- _Set exercise_: Each entry below should be written out exactly as it is, with no pictures.

(Some records)

◆ ◆ ◆ ◆ ◆

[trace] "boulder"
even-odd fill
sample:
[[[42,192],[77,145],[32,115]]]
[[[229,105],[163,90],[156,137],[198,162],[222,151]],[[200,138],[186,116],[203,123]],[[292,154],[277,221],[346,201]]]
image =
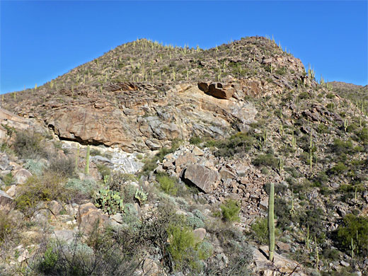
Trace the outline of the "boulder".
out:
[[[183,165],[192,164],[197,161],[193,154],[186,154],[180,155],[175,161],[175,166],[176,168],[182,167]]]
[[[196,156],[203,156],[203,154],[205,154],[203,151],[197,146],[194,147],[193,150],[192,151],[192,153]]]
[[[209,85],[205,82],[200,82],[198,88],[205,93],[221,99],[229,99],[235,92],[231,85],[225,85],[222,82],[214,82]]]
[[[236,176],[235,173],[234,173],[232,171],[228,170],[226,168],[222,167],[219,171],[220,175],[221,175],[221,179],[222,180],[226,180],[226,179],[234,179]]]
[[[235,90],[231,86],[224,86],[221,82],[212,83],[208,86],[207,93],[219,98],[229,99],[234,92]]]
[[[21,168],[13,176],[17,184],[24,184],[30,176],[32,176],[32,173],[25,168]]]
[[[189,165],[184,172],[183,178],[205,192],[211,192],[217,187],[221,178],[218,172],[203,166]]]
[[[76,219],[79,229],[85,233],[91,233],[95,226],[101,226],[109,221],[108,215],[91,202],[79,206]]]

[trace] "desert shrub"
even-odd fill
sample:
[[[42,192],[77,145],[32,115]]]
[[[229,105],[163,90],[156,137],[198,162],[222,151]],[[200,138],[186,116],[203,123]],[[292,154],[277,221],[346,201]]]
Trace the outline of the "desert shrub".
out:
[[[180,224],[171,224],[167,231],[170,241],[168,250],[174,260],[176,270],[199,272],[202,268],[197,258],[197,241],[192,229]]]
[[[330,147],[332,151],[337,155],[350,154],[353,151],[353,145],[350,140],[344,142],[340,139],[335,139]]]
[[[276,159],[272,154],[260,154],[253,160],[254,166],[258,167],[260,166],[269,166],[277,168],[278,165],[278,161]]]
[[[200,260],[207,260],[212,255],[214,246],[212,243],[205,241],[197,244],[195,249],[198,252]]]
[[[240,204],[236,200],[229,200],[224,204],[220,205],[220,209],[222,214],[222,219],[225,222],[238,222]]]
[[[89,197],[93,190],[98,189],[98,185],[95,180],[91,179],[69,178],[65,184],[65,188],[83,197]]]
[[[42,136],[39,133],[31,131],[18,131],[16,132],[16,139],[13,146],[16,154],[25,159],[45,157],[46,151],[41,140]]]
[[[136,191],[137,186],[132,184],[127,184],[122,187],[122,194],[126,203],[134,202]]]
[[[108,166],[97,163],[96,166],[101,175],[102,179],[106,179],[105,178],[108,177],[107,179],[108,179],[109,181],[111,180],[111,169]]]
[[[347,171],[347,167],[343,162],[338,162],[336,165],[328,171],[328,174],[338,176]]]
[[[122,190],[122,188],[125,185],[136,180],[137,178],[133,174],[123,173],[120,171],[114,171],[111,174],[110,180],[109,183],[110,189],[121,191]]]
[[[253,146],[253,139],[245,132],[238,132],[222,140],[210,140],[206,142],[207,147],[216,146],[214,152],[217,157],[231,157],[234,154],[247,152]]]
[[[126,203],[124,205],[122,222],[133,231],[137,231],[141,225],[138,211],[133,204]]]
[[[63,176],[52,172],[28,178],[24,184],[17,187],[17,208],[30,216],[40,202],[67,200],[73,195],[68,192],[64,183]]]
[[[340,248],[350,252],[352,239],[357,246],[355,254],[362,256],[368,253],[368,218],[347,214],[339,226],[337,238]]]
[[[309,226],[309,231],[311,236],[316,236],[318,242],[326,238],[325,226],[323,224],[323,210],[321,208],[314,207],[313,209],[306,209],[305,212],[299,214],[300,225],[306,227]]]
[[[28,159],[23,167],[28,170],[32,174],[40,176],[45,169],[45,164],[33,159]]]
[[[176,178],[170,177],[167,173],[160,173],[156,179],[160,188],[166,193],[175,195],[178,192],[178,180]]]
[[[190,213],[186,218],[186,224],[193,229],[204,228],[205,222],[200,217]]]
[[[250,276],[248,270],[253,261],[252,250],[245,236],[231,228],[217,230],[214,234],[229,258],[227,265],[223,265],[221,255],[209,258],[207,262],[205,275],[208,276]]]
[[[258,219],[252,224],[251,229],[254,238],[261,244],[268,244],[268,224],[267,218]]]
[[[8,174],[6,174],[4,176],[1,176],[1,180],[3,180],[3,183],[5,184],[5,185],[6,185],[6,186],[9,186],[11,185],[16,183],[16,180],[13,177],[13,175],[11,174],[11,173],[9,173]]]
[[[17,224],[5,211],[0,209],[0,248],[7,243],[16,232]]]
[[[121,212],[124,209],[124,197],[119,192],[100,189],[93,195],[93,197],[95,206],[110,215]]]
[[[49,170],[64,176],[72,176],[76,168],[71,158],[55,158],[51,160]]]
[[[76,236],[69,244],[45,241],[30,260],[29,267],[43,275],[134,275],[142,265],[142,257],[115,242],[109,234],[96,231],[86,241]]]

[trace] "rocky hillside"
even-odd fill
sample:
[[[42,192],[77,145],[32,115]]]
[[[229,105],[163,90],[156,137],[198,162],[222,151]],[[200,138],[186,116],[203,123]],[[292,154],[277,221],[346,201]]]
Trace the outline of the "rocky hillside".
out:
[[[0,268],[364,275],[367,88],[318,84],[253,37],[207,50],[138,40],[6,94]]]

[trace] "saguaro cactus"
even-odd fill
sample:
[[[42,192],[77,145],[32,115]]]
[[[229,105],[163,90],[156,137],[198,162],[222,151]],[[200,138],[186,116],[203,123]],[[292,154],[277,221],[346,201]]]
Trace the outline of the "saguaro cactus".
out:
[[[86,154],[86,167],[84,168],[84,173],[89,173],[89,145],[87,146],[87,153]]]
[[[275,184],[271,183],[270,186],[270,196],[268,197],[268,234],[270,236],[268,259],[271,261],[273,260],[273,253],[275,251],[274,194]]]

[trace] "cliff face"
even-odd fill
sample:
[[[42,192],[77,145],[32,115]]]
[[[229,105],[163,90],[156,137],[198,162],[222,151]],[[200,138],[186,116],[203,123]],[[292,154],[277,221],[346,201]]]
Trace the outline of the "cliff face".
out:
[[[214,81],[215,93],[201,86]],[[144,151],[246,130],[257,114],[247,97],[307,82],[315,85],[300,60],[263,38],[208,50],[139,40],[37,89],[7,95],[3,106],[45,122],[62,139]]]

◆ ◆ ◆ ◆ ◆

- _Answer for the task_:
[trace] "boulder"
even-odd fill
sample:
[[[42,192],[77,145],[32,115]]]
[[[229,105],[163,90],[156,137],[198,162],[222,151]],[[200,138],[186,116],[203,123]],[[292,154],[277,221],[346,201]]]
image =
Trace the outline of the "boulder".
out:
[[[183,165],[192,164],[197,161],[193,154],[186,154],[180,155],[175,161],[175,166],[176,168],[182,167]]]
[[[196,156],[203,156],[203,154],[205,154],[203,151],[197,146],[194,147],[193,150],[192,151],[192,153]]]
[[[209,85],[205,82],[200,82],[198,88],[205,93],[221,99],[229,99],[235,92],[231,85],[225,85],[222,82],[214,82]]]
[[[236,176],[235,173],[234,173],[232,171],[228,170],[226,168],[222,167],[219,171],[220,175],[221,175],[221,179],[222,180],[226,180],[226,179],[234,179]]]
[[[235,90],[231,86],[224,86],[221,82],[212,83],[208,86],[207,93],[219,98],[229,99],[234,92]]]
[[[21,168],[13,176],[17,184],[24,184],[30,176],[32,176],[32,173],[25,168]]]
[[[189,165],[184,172],[183,178],[205,192],[211,192],[217,187],[221,178],[218,172],[203,166]]]
[[[76,219],[79,229],[85,233],[91,233],[95,226],[101,226],[109,221],[108,215],[91,202],[79,206]]]

[trace] "desert shrub"
even-odd fill
sample:
[[[42,192],[77,145],[32,115]]]
[[[229,105],[163,90],[156,137],[198,162],[222,151]],[[200,138],[186,116],[203,123]],[[292,154],[277,221],[346,201]]]
Trace the outline of the "desert shrub".
out:
[[[180,224],[171,224],[167,231],[170,241],[168,250],[174,260],[176,270],[199,272],[202,268],[197,258],[197,241],[192,229]]]
[[[330,147],[332,151],[337,155],[350,154],[353,151],[353,145],[350,140],[344,142],[340,139],[335,139]]]
[[[276,159],[272,154],[260,154],[253,160],[254,166],[258,167],[260,166],[269,166],[277,168],[278,165],[278,161]]]
[[[200,260],[207,260],[212,255],[214,246],[212,243],[205,241],[197,244],[195,249],[198,252]]]
[[[240,204],[236,200],[229,200],[224,204],[220,205],[220,209],[222,214],[222,219],[225,222],[238,222]]]
[[[89,197],[93,190],[98,189],[98,185],[95,180],[91,179],[69,178],[65,184],[65,188],[83,197]]]
[[[42,136],[39,133],[31,131],[18,131],[16,132],[16,139],[13,146],[16,154],[25,159],[45,157],[46,151],[41,140]]]
[[[136,191],[137,186],[132,184],[127,184],[122,187],[122,194],[126,203],[134,202]]]
[[[108,166],[97,163],[96,166],[101,175],[102,179],[106,179],[105,178],[108,177],[107,179],[108,179],[109,181],[111,180],[111,169]]]
[[[347,171],[347,167],[343,162],[338,162],[336,165],[328,171],[328,174],[338,176]]]
[[[122,190],[122,188],[125,185],[136,180],[137,178],[133,174],[123,173],[120,171],[114,171],[111,174],[110,180],[109,183],[110,189],[121,191]]]
[[[253,146],[253,139],[245,132],[238,132],[222,140],[210,140],[206,142],[207,147],[216,146],[214,152],[217,157],[231,157],[234,154],[247,152]]]
[[[126,203],[124,205],[122,222],[133,231],[137,231],[141,225],[138,211],[133,204]]]
[[[63,176],[52,172],[28,178],[24,184],[17,187],[17,208],[30,216],[40,202],[67,200],[73,195],[68,192],[64,183]]]
[[[340,248],[350,252],[352,239],[357,246],[355,254],[362,256],[368,253],[368,218],[347,214],[339,226],[337,238]]]
[[[309,226],[309,231],[311,236],[316,236],[318,242],[326,238],[325,226],[323,224],[323,210],[321,208],[314,207],[313,209],[306,209],[305,212],[299,214],[300,225],[306,227]]]
[[[28,159],[23,167],[28,170],[32,174],[40,176],[45,169],[45,164],[33,159]]]
[[[176,178],[170,177],[167,173],[160,173],[156,179],[160,188],[166,193],[175,195],[178,192],[178,180]]]
[[[190,213],[186,218],[186,224],[193,229],[204,228],[205,222],[200,217]]]
[[[250,276],[248,270],[253,261],[252,250],[245,236],[231,228],[217,230],[214,234],[229,258],[227,265],[223,265],[221,255],[209,258],[207,262],[205,275],[208,276]]]
[[[258,219],[252,224],[251,229],[254,238],[261,244],[268,244],[268,224],[267,218]]]
[[[8,174],[6,174],[4,176],[1,176],[1,180],[3,180],[3,183],[5,184],[5,185],[6,185],[6,186],[9,186],[11,185],[16,183],[16,180],[13,177],[13,175],[11,174],[11,173],[9,173]]]
[[[17,224],[5,211],[0,209],[0,248],[7,243],[16,232]]]
[[[121,212],[124,209],[124,197],[119,192],[100,189],[93,195],[93,197],[95,206],[110,215]]]
[[[49,170],[64,176],[72,176],[76,168],[71,158],[55,158],[51,160]]]
[[[76,236],[69,244],[45,241],[30,260],[29,267],[43,275],[134,275],[142,265],[142,257],[115,242],[109,234],[96,231],[86,241]]]

[trace] "rocky hillside"
even-odd fill
sample:
[[[42,192],[77,145],[32,115]]]
[[[229,105],[163,90],[156,137],[198,162],[222,151]],[[200,138],[186,116],[203,123]],[[292,154],[277,221],[346,201]]]
Trace the outline of the "rocky hillside".
out:
[[[0,268],[364,275],[367,88],[318,84],[253,37],[207,50],[138,40],[6,94]]]

[trace] "saguaro cactus"
even-odd fill
sample:
[[[42,192],[77,145],[32,115]]]
[[[229,105],[163,90],[156,137],[198,162],[222,151]],[[200,138],[186,116],[203,123]],[[292,154],[277,221],[346,201]]]
Trace the outline of the "saguaro cactus".
out:
[[[86,154],[86,167],[84,168],[84,173],[89,173],[89,145],[87,146],[87,153]]]
[[[275,184],[271,183],[270,186],[270,196],[268,197],[268,234],[270,236],[268,259],[271,261],[273,260],[273,253],[275,251],[274,194]]]

[trace] "cliff face"
even-odd fill
sample:
[[[42,192],[77,145],[32,115]]]
[[[229,105],[163,90],[156,137],[198,162],[222,151]],[[200,138],[186,116],[203,123]],[[292,154],[277,221],[346,201]]]
Trace the outline of the "cliff face".
out:
[[[214,81],[215,93],[201,86]],[[144,151],[246,130],[257,114],[247,97],[307,82],[315,85],[300,60],[263,38],[208,50],[139,40],[37,89],[7,95],[3,106],[45,122],[62,139]]]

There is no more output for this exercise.